(Data supplied begins)

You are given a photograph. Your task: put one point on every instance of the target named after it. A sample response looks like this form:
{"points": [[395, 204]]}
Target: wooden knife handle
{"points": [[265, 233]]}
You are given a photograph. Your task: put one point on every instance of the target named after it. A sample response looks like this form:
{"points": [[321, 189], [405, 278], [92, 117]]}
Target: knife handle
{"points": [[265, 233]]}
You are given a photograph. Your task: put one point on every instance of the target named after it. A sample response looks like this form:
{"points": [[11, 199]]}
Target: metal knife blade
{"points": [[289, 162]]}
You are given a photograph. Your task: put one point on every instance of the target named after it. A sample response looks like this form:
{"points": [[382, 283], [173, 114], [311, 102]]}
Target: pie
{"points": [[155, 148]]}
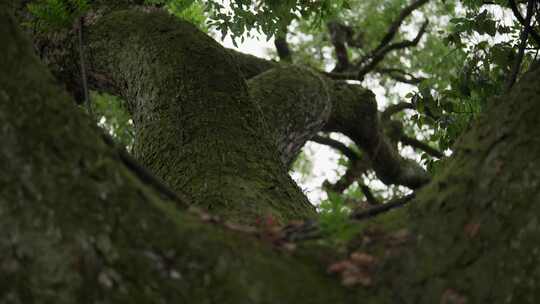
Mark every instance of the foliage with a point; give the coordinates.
(333, 219)
(113, 117)
(268, 16)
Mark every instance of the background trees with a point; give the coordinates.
(209, 125)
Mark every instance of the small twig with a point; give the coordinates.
(338, 36)
(415, 143)
(144, 175)
(380, 53)
(282, 48)
(371, 212)
(370, 198)
(512, 77)
(522, 20)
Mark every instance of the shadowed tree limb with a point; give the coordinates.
(394, 27)
(396, 108)
(338, 37)
(379, 54)
(282, 47)
(370, 198)
(369, 62)
(374, 211)
(399, 75)
(523, 21)
(415, 143)
(512, 77)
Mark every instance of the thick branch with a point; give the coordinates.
(523, 21)
(341, 147)
(512, 76)
(338, 35)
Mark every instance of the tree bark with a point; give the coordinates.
(79, 227)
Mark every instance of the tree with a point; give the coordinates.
(83, 222)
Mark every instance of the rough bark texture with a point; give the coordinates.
(78, 227)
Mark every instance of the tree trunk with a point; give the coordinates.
(79, 227)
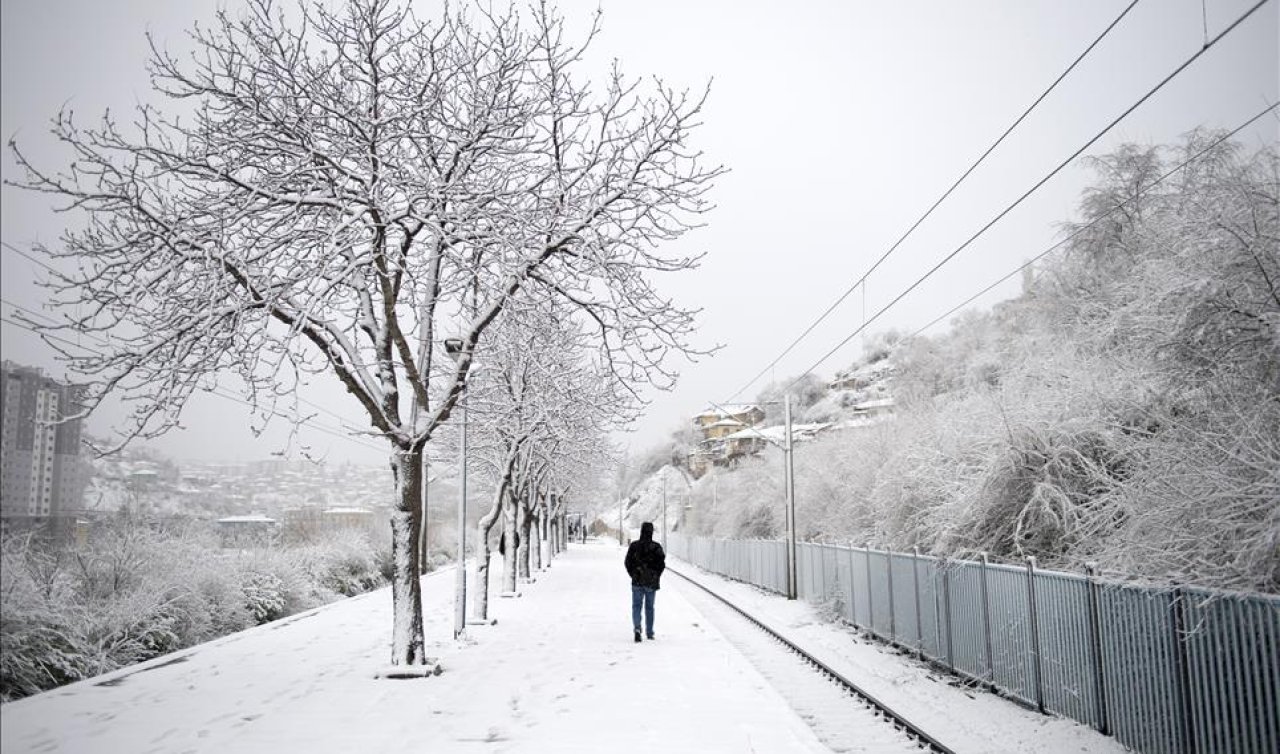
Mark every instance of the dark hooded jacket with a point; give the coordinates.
(645, 560)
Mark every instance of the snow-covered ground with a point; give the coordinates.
(558, 672)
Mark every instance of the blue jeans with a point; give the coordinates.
(643, 595)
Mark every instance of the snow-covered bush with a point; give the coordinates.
(135, 592)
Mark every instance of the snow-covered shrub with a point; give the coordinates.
(264, 595)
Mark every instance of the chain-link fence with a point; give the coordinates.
(1169, 671)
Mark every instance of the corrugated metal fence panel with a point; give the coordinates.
(1193, 673)
(904, 599)
(1010, 631)
(804, 572)
(845, 575)
(968, 629)
(929, 601)
(836, 589)
(862, 597)
(1233, 671)
(1066, 649)
(1138, 665)
(878, 588)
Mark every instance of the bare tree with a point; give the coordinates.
(347, 186)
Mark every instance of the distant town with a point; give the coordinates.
(51, 483)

(Data supplied ends)

• **What you need to do**: Every line of the records above must reappear exactly, though the pictures must not.

• **Exercise solution**:
You are given a photograph. Your task: put one point on every instance of the target named after it. A sample response looks like this form:
{"points": [[395, 204]]}
Target: wooden knife handle
{"points": [[265, 233]]}
You are given a photograph. Your task: put one point on every instance of the target named after it. A sample response looks like this form:
{"points": [[321, 189], [405, 278], [92, 117]]}
Target: knife handle
{"points": [[265, 233]]}
You are given a photograph. Your task: put one point on every instance of the target named after it. A sample response looks like this form:
{"points": [[11, 199]]}
Target: metal knife blade
{"points": [[289, 162]]}
You are given a photograph. Your task: put one point on every instance of the target named after it. A sample response looks like this form:
{"points": [[382, 283], [173, 114], [311, 102]]}
Target: pie
{"points": [[155, 148]]}
Mark every instance of the foliage with a point; give the coordinates.
(333, 219)
(113, 117)
(268, 16)
Mark every instance of the background trees with a point; give the coordinates.
(209, 125)
Mark every instance of the small twig with a point; give the coordinates.
(338, 36)
(415, 143)
(144, 175)
(380, 53)
(282, 48)
(371, 212)
(370, 198)
(512, 77)
(522, 20)
Mark every instance of the shadowed tree limb with a point; give the coordinates.
(394, 27)
(396, 108)
(338, 37)
(379, 54)
(282, 47)
(370, 198)
(369, 62)
(374, 211)
(399, 75)
(523, 21)
(415, 143)
(512, 77)
Mark every instance of the thick branch with a point; give the coordinates.
(523, 21)
(341, 147)
(512, 76)
(338, 35)
Mark every instance of the tree bark with a point; give the coordinates.
(79, 227)
Mark every instance of the tree with a point; give the coordinates.
(83, 222)
Mark every instance of the rough bark texture with a point; give the coordinates.
(78, 227)
Mark every instance of the tree trunk with a point; give the coordinates.
(79, 227)
Mark every instance of the dark hooded jacket with a point; give the coordinates.
(645, 560)
Mark every instance of the snow-covered ground with a point; give the coordinates.
(558, 672)
Mark every instance of the blue jeans with a point; give the coordinates.
(643, 595)
Mark every instance of the snow-covered bush with a point; give the coordinates.
(135, 592)
Mark every instance of the snow-covered shrub with a point; give the coordinates.
(264, 595)
Mark every instance of the chain-link fence with a point; give the coordinates.
(1169, 671)
Mark every instance of the corrugated metal fence panel with a point; give the coordinates.
(1193, 673)
(904, 599)
(1010, 631)
(804, 572)
(845, 575)
(968, 629)
(929, 601)
(836, 589)
(862, 597)
(1233, 671)
(1066, 649)
(1138, 665)
(878, 588)
Mark every instance of the bare tree with a point; give the coordinates.
(347, 186)
Mark every instance of the distant town with a point; give the coordinates.
(51, 483)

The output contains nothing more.